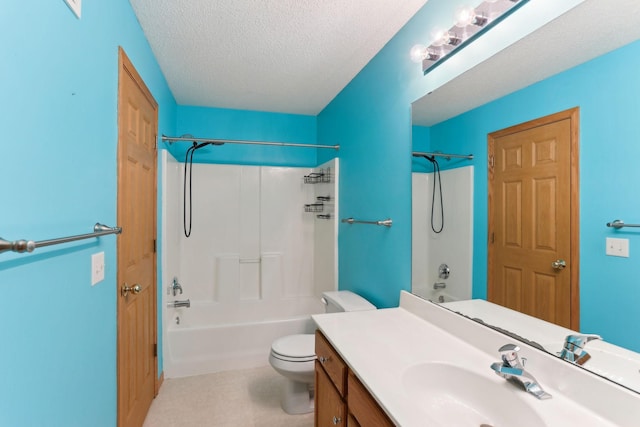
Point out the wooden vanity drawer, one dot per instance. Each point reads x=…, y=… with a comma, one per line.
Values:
x=363, y=407
x=332, y=363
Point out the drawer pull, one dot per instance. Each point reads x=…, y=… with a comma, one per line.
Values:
x=323, y=359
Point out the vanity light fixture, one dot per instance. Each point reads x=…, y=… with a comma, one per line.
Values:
x=469, y=23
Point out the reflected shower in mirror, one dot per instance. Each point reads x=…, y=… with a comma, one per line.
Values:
x=517, y=86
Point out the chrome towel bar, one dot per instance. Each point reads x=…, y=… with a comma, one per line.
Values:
x=618, y=224
x=386, y=222
x=29, y=245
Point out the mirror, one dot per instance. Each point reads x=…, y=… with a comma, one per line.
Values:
x=558, y=67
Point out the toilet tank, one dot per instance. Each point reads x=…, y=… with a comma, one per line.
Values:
x=338, y=301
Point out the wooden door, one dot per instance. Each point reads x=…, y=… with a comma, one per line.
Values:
x=533, y=218
x=137, y=130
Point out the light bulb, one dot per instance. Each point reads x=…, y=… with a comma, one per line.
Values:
x=439, y=37
x=418, y=53
x=464, y=16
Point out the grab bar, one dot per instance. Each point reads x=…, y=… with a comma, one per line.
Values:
x=618, y=224
x=386, y=222
x=21, y=246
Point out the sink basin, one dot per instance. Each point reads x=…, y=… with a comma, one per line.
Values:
x=453, y=396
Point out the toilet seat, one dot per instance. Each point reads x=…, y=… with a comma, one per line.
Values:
x=294, y=348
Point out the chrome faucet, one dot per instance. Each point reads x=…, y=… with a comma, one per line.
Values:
x=512, y=369
x=177, y=304
x=573, y=349
x=175, y=287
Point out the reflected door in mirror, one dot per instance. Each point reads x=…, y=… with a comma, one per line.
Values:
x=530, y=220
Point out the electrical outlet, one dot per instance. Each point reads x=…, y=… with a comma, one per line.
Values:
x=97, y=268
x=75, y=6
x=617, y=247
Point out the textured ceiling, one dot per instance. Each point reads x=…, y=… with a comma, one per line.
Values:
x=585, y=32
x=291, y=56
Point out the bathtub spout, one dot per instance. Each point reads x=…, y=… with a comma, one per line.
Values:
x=176, y=304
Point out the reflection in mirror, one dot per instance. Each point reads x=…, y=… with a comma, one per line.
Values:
x=609, y=295
x=442, y=223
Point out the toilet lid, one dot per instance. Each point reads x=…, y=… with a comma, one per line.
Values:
x=300, y=346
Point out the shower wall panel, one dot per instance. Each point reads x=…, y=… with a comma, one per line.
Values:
x=249, y=267
x=454, y=245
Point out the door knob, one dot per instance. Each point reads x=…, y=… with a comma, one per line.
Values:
x=135, y=289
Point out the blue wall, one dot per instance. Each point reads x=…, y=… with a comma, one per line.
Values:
x=58, y=101
x=247, y=125
x=606, y=90
x=371, y=119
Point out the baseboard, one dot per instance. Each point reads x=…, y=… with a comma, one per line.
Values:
x=159, y=382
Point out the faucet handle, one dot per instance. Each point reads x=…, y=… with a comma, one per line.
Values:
x=510, y=357
x=579, y=340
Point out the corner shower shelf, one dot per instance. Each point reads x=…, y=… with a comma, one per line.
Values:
x=314, y=207
x=323, y=176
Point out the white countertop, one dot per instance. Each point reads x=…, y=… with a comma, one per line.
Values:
x=380, y=345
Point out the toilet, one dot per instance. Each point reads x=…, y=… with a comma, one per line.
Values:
x=293, y=356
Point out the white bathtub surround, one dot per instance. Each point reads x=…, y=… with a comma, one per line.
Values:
x=249, y=267
x=386, y=349
x=454, y=245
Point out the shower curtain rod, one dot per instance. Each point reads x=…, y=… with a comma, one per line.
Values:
x=171, y=140
x=445, y=155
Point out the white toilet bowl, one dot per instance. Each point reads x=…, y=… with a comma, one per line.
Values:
x=293, y=357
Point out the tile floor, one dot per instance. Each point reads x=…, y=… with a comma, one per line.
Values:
x=245, y=398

+++++

Without the pictures, write out all of the material exactly.

(RESPONSE TO THE EXERCISE)
Point out the wooden vanity drawer, one dot per instance. Each point reads x=…, y=… with a comma, one per line.
Values:
x=363, y=407
x=332, y=363
Point out the drawer pull, one dot per instance. Each point reads x=…, y=… with a comma, one per line.
Values:
x=323, y=359
Point out the vanity light fixture, one dot per instance. Each point reads x=…, y=… with a comma, one per line.
Values:
x=469, y=23
Point out the reflected shower in mirror, one dot per instance. Each point reads x=…, y=… with a comma, one per line.
Values:
x=517, y=86
Point out the chrome towel bar, one dot per instance. Each point reads x=…, y=… with a comma, one per line.
Values:
x=618, y=224
x=386, y=222
x=29, y=245
Point out the mirror, one dot per instance. Each point reads x=…, y=… with a comma, one per line.
Values:
x=558, y=67
Point out the toilet tank, one dot per instance. Each point reads x=…, y=… with a comma, one per line.
Values:
x=338, y=301
Point out the wooden door, one dot per instance. Each point reads x=…, y=… with a comma, one per line.
Values:
x=533, y=218
x=137, y=130
Point out the light bulb, one dot per instance. Each point reads x=…, y=… with a comma, one per line.
Values:
x=439, y=37
x=418, y=53
x=464, y=16
Point out the grab bar, one dot per instance. Each point reads x=…, y=… with a comma, one per line.
Values:
x=618, y=224
x=386, y=222
x=21, y=246
Point out the sink basin, one dot per instance. Each point reads x=…, y=… with a comma, one per line.
Values:
x=453, y=396
Point out the toilet seat, one dot per instance. Each point reads x=…, y=… with a comma, one per line.
Values:
x=294, y=348
Point out the chrome faucet, one dot per instance. Each point reads x=…, y=… with a comma, one per line.
Values:
x=512, y=369
x=177, y=304
x=573, y=349
x=175, y=287
Point out the reflected door in mirror, one dot per instance. Each point reads x=…, y=… with a comma, one per line.
Values:
x=530, y=220
Point out the electrical outlet, one dot per instance. Each point reads x=…, y=… with a comma, one per line.
Values:
x=97, y=268
x=75, y=6
x=617, y=247
Point out the textured ceiling, one dot per instance. Each point reads x=…, y=… with a comma, one per line.
Values:
x=585, y=32
x=291, y=56
Point out the bathtub spout, one dot per instance. Each point reads x=…, y=… with a comma, one per line.
Values:
x=176, y=304
Point out the reflection in mirror, one dot per instance. Each point reads x=…, y=… with a comma, one per line.
Values:
x=609, y=295
x=442, y=223
Point out the toilet lid, one dot per instance. Each point reads x=…, y=… with a comma, one per line.
Values:
x=300, y=346
Point out the shower wall panel, one dot per instance. Each point reads x=…, y=… with a comma, one per line.
Values:
x=249, y=267
x=454, y=245
Point out the door knob, one dot per instance. Each point reads x=…, y=… with a comma, one per line.
Values:
x=135, y=289
Point out the blue wall, one dot per instance. Each point reads x=…, y=… with a comma, one per line.
Values:
x=58, y=101
x=247, y=125
x=606, y=90
x=371, y=119
Point out the baseboard, one dot per instance. Each point reads x=…, y=… with a comma, one per line.
Values:
x=159, y=382
Point out the faucet handle, one dot per instance. Each point reads x=…, y=… with a comma, one per line.
Values:
x=510, y=357
x=579, y=340
Point out the corner shower shelf, one dot per instance. Each point reads x=…, y=… with a comma, one per line.
Values:
x=314, y=207
x=323, y=176
Point out the white countertop, one dot per instance. Each point reads x=…, y=… with a comma, one per line.
Values:
x=380, y=345
Point out the toilet, one dot per instance. Each point reads x=…, y=… with a comma, one per line.
Values:
x=293, y=356
Point out the white bathtub surround, one dot per instance. Each point reads x=…, y=… with a comma, one per line.
Values:
x=249, y=267
x=386, y=349
x=454, y=245
Point out the shower curtain rod, one dot per instance. Each point reads x=…, y=… with a comma, one per line.
Values:
x=171, y=140
x=445, y=155
Point out the white toilet bowl, one dot per instance. Each point reads x=…, y=… with a comma, one per line.
Values:
x=293, y=357
Point out the tile floor, one dot per instance. Each point reads x=…, y=… with a comma, one per line.
Values:
x=245, y=398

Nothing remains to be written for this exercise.